*Record extracts*.
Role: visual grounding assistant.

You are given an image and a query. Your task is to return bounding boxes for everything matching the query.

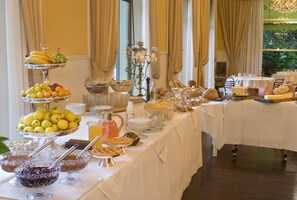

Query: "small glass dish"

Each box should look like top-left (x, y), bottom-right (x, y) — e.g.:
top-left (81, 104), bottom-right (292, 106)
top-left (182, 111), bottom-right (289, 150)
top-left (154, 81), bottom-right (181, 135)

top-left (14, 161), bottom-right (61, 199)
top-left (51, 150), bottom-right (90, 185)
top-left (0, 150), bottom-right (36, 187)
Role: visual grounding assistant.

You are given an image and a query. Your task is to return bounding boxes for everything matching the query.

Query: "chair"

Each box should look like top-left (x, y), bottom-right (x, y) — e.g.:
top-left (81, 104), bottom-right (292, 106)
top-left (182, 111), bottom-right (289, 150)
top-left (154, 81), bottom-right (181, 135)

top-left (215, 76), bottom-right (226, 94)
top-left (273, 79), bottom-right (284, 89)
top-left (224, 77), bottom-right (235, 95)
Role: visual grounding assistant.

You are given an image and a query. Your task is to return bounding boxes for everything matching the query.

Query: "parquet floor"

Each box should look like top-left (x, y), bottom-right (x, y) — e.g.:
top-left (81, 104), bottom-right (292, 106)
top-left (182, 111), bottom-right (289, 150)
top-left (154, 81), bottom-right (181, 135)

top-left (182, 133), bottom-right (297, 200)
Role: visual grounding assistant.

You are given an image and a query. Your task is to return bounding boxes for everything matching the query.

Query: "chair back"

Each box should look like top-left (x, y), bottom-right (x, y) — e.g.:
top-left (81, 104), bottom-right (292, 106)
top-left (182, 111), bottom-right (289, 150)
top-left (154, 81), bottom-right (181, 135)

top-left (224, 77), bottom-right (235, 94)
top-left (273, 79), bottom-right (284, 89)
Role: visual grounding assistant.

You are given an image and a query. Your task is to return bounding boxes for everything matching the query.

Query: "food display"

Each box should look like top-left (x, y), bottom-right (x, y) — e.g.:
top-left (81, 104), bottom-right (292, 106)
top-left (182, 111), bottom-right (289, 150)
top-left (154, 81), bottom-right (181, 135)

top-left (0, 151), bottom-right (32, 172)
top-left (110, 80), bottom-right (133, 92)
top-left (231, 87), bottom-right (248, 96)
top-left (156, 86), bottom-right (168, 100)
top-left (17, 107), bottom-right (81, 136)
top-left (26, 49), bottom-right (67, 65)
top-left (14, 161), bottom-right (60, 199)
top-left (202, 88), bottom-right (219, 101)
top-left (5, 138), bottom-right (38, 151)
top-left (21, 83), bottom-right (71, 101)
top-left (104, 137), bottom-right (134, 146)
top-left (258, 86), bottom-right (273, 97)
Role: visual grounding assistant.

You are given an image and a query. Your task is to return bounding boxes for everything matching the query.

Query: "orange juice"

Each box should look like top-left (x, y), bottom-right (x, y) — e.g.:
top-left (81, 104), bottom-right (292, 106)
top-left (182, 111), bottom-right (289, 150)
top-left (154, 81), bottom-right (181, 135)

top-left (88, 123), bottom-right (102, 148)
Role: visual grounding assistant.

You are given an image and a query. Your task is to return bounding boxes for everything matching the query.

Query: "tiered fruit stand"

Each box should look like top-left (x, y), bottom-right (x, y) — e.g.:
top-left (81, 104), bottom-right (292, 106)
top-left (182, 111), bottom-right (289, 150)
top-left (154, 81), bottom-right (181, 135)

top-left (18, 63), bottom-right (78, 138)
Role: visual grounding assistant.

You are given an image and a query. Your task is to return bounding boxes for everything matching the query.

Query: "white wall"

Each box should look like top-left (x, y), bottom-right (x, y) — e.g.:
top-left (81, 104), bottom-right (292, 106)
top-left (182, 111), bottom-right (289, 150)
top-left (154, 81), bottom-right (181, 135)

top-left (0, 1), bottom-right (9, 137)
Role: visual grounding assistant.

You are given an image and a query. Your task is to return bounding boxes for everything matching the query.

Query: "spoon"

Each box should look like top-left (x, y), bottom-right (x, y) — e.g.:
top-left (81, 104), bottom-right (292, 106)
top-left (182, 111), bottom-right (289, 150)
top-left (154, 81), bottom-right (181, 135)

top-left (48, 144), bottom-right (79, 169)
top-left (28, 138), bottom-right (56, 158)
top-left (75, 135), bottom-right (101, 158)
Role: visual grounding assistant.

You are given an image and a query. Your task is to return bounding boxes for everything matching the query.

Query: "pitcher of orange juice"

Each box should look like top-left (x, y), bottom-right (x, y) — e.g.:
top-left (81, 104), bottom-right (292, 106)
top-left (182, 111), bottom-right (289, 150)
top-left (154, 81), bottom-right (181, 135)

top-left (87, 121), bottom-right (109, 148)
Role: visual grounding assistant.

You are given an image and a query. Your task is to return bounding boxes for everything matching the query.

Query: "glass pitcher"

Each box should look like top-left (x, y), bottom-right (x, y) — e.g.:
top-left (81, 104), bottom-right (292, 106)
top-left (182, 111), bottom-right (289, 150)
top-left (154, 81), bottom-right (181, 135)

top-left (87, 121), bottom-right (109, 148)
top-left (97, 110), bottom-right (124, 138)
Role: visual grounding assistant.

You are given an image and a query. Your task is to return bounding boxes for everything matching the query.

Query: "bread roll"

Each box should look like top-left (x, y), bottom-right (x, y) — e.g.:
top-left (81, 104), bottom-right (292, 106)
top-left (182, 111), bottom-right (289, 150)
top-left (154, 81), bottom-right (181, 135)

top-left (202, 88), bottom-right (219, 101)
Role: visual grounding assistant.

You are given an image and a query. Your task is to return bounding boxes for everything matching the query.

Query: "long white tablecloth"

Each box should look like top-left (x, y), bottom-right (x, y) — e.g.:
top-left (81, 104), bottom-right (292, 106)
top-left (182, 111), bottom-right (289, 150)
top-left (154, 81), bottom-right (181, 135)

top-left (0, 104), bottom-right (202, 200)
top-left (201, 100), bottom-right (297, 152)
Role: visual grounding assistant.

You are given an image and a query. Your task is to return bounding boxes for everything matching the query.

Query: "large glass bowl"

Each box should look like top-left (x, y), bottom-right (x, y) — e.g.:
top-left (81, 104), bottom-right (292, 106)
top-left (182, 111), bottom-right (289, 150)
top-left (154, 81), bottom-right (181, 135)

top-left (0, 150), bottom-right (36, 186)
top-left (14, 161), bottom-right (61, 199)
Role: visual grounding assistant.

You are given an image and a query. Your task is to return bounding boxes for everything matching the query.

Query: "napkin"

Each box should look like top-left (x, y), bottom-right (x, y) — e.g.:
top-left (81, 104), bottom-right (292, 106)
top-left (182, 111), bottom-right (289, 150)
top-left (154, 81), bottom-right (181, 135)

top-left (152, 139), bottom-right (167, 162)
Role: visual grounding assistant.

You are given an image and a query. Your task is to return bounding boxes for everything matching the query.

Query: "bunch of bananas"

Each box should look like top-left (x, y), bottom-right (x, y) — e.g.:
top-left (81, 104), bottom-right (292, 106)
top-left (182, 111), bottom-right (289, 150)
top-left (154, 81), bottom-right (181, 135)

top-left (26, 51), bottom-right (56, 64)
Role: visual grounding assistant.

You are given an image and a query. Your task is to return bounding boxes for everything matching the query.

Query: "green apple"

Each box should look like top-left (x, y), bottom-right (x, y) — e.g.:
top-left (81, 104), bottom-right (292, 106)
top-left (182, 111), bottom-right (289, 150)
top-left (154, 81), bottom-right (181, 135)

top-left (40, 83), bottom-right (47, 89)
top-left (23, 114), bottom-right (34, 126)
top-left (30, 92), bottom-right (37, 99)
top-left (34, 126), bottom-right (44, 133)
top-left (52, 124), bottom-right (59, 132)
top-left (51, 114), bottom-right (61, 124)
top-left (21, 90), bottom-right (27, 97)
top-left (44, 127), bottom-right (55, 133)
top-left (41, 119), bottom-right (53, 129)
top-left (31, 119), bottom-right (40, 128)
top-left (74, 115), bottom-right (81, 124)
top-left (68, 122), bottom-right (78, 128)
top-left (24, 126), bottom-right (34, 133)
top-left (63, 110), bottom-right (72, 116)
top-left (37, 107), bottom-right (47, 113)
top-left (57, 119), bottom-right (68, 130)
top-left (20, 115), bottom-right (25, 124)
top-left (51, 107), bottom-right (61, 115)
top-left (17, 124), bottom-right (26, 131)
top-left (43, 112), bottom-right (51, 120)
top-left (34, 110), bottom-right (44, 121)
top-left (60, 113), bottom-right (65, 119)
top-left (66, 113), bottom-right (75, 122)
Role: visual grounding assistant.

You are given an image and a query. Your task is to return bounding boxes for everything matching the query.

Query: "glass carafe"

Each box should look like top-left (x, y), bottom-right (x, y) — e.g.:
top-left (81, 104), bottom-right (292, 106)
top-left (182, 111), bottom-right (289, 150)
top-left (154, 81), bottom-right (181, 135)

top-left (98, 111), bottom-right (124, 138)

*Objective*.
Reproduce the data verbatim from its first line through the line containing "top-left (0, 150), bottom-right (36, 187)", including both ends. Omit the pictures from your output.

*Answer for the task*.
Role: visual grounding assistant.

You are given an image and a query. Your task is to return bounding boxes for everything matching the query.


Query: "small glass dish"

Each box should look like top-left (x, y), bottom-right (x, y) — e.g.:
top-left (81, 104), bottom-right (292, 106)
top-left (182, 111), bottom-right (289, 150)
top-left (154, 81), bottom-right (181, 135)

top-left (14, 161), bottom-right (61, 199)
top-left (51, 150), bottom-right (90, 185)
top-left (0, 150), bottom-right (36, 187)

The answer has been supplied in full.